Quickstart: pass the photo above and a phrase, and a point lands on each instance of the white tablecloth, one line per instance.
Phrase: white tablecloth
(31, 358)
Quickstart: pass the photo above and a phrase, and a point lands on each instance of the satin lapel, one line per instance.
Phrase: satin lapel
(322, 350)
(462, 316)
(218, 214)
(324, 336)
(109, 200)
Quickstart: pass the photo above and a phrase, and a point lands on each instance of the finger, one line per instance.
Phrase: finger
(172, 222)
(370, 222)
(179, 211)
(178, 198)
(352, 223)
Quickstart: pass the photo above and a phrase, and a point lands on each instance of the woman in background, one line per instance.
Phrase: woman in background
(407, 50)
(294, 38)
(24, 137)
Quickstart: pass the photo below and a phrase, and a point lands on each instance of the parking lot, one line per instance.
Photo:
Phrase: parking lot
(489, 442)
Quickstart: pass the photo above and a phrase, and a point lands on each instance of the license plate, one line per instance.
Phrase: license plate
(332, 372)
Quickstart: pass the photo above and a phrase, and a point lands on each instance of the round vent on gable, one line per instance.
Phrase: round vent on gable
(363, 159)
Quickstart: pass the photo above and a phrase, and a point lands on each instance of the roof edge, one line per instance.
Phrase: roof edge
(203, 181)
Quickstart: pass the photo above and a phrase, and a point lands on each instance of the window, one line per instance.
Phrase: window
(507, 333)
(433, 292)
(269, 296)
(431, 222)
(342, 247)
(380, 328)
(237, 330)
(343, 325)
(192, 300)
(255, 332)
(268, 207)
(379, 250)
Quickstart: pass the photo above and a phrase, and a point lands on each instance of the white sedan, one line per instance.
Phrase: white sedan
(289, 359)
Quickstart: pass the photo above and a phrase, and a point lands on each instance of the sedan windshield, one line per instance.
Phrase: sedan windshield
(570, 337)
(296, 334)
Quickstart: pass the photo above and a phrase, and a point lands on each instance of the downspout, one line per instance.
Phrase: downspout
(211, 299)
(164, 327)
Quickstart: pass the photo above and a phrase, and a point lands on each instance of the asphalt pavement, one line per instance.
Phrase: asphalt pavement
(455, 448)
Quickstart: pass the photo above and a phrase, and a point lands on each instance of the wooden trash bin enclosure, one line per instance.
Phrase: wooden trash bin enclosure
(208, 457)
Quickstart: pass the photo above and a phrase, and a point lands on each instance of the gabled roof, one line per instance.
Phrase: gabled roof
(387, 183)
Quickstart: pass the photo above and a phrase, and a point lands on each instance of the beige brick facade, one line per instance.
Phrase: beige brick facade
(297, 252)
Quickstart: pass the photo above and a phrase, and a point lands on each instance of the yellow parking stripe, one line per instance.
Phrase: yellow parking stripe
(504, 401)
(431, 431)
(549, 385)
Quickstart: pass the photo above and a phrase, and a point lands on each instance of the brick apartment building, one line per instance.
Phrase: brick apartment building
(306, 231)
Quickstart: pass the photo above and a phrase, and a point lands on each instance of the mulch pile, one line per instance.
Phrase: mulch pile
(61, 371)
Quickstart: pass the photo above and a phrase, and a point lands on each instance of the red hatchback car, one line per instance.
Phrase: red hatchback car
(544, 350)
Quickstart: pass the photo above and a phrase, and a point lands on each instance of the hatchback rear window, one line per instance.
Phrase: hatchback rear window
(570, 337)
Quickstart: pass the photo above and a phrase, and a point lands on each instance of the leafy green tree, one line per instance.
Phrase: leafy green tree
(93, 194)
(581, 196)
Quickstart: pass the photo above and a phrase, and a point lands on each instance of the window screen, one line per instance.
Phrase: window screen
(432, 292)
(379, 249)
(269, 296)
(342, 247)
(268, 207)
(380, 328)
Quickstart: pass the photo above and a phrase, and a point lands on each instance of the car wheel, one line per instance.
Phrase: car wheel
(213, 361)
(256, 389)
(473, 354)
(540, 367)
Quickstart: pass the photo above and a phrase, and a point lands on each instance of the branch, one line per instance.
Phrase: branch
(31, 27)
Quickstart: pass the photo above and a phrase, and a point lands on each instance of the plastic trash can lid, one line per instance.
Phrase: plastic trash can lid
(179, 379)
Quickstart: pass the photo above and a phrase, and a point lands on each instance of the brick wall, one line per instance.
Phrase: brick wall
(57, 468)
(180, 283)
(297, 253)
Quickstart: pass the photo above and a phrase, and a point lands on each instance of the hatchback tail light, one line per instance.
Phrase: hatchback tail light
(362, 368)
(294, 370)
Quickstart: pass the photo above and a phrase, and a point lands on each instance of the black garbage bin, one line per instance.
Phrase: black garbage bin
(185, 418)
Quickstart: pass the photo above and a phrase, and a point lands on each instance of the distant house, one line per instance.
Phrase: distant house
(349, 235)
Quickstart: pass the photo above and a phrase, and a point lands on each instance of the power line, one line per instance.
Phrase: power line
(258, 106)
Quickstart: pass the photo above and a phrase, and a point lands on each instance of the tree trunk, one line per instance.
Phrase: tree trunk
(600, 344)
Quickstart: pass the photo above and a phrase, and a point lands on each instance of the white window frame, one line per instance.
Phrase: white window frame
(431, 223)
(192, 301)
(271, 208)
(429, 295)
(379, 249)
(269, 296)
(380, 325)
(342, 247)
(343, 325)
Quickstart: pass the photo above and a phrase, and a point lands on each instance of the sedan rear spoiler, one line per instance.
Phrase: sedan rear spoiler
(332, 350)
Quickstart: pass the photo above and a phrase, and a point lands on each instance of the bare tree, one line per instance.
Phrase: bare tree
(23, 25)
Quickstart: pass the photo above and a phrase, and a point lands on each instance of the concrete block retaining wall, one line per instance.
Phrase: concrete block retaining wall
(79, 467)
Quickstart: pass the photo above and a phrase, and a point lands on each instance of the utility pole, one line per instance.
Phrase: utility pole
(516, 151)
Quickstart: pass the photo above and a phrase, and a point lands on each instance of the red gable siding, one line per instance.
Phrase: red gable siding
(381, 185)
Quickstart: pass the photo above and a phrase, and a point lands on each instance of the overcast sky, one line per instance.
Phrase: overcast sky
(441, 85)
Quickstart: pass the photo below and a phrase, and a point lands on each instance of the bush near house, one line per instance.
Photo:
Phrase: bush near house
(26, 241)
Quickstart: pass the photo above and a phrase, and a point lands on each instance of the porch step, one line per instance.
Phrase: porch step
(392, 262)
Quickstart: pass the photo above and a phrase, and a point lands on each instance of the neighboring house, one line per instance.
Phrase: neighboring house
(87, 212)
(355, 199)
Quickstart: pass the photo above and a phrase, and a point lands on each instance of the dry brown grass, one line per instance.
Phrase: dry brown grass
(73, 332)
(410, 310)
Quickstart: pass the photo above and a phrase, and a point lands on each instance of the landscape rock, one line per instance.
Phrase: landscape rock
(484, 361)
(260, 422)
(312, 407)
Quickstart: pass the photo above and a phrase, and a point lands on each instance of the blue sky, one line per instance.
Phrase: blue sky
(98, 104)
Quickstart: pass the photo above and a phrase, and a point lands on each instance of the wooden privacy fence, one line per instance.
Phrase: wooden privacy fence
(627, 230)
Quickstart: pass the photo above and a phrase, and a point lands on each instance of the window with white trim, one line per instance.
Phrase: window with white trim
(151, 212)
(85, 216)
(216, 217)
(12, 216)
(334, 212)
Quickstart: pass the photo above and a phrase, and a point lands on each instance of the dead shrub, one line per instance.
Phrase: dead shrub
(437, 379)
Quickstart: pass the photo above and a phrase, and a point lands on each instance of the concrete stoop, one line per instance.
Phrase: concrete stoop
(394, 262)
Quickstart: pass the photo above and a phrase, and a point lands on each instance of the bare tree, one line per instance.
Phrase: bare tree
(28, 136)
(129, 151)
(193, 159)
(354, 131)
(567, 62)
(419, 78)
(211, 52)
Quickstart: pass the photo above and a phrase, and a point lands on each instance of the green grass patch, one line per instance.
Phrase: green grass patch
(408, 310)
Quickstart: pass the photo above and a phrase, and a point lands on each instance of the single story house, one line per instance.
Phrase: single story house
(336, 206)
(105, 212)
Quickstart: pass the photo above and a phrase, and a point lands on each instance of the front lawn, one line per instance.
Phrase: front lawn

OBJECTIVE – Reproduce, word for word, every line starting at the line that contains "step, one line per instance." and ending with the final line of the entries.

EXPECTED ANSWER –
Quickstart: pass the photo above and a phrase, and a point lands on each instance of the porch step, one line per instance.
Phrase: porch step
(392, 262)
Quickstart: pass the photo above and a phrase, and a point lands on each instance of the neighboring house, one line per instance.
Phrase: neighboring house
(87, 212)
(355, 199)
Quickstart: pass the photo above and a phrase, and a point lands on each instance of the dry brown grass, one line per instance.
Phrase: dry brown grass
(73, 332)
(410, 310)
Quickstart: pass the photo above and a phrase, and a point lands on each instance of the landscape rock, one line per instance.
Phrase: landscape rock
(484, 361)
(260, 422)
(312, 407)
Quickstart: pass the photo above and a phrase, and a point lands on each instance of the blue sky, one line per instance.
Phrase: blue sky
(98, 104)
Quickstart: pass the photo above and a phrase, and a point lands on each instance of the wooden privacy fence, one line per instance.
Phrase: wooden privacy fence
(627, 230)
Quickstart: pass the photo above and a phrase, and a point lands on each instance of the window with white trim, one line per instance.
Phrase: window with white trim
(151, 212)
(85, 216)
(216, 217)
(12, 216)
(334, 212)
Quickstart: pass the photo above and a phrase, and a point lands on each instance of the dead shrub, one line per instance.
Phrase: dead shrub
(437, 379)
Quickstart: pass the photo above and a phrase, and a point lands on each instance of the concrete stoop, one line per instance.
Phrase: concrete stoop
(394, 262)
Quickstart: pass the photo above and a phrase, and a point lands on each instance of the bare tree, one line per instance.
Phrase: bare tree
(28, 136)
(129, 151)
(193, 159)
(354, 131)
(567, 62)
(419, 78)
(211, 52)
Quickstart: pass the photo above and a phrase, and a point lands on each instance of the green grass patch, one line per instance.
Phrase: green grass patch
(408, 310)
Quickstart: pass the photo above and a phrase, and a point lands on each instance of the single story house, one line per instance.
Phrase: single story house
(336, 206)
(105, 212)
Quickstart: pass the photo above and a phrase, and a point lands on each instance of the front lawn, one line per instance.
Phrase: front lawn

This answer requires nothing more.